▸ **INSTRUCTIONS FOR THE TASK**
Each line below should be retyped exactly, with no pictures.

|---|

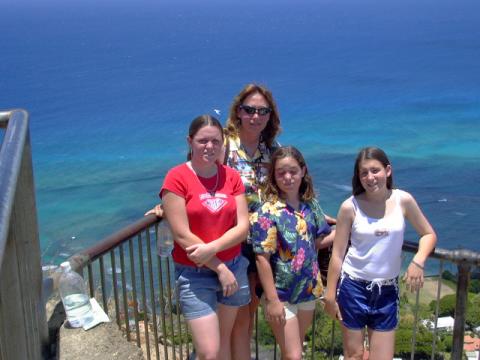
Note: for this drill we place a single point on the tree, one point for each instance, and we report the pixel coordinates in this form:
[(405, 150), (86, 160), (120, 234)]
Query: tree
[(472, 317)]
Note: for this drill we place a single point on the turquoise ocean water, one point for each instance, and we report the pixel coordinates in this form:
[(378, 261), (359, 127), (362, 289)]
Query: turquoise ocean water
[(111, 87)]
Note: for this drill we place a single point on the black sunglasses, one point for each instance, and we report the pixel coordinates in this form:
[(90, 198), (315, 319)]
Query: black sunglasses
[(250, 110)]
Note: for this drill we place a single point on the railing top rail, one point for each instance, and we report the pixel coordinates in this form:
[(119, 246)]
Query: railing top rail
[(11, 152), (110, 242)]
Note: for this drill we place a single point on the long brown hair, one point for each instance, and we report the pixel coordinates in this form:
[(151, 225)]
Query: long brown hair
[(369, 153), (273, 126), (306, 191)]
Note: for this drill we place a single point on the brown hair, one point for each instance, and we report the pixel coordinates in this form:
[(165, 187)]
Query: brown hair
[(273, 126), (306, 191), (200, 122), (369, 153)]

|---|

▸ **TASK RESULT**
Note: for this drill we place a single point on the tree, one point for each instance, and we report the pixel coordinates in this form:
[(405, 150), (86, 160), (120, 234)]
Query: tree
[(472, 317)]
Note: for this drill we place a single point on the turquoise ocean water, one point for each instance, and we report the pixel coordinates in this form:
[(378, 261), (359, 127), (362, 289)]
Query: turquoise ocean water
[(111, 87)]
Note: for this drill we place a single point on the black sunglasses, one point for each instance, and we report the pixel coordinates in this form:
[(90, 198), (315, 319)]
Query: black sunglasses
[(250, 110)]
Note: for this drill we place a single point on the railing top rail, one point for each instance, and we report the pixel coordinates in this form:
[(119, 246)]
Query: railing top rail
[(11, 152), (110, 242)]
Note: for this drill we place a single point on the long brown hair, one point for each instance, and we report the pixel coordinates in this form:
[(151, 225)]
Query: long brown hair
[(369, 153), (273, 126), (306, 191)]
Note: for this drill we place a single point on the brown hair, one point for each instance, and we report the pixel coordinates in this form:
[(165, 187)]
Query: brown hair
[(273, 126), (306, 191), (200, 122), (369, 153)]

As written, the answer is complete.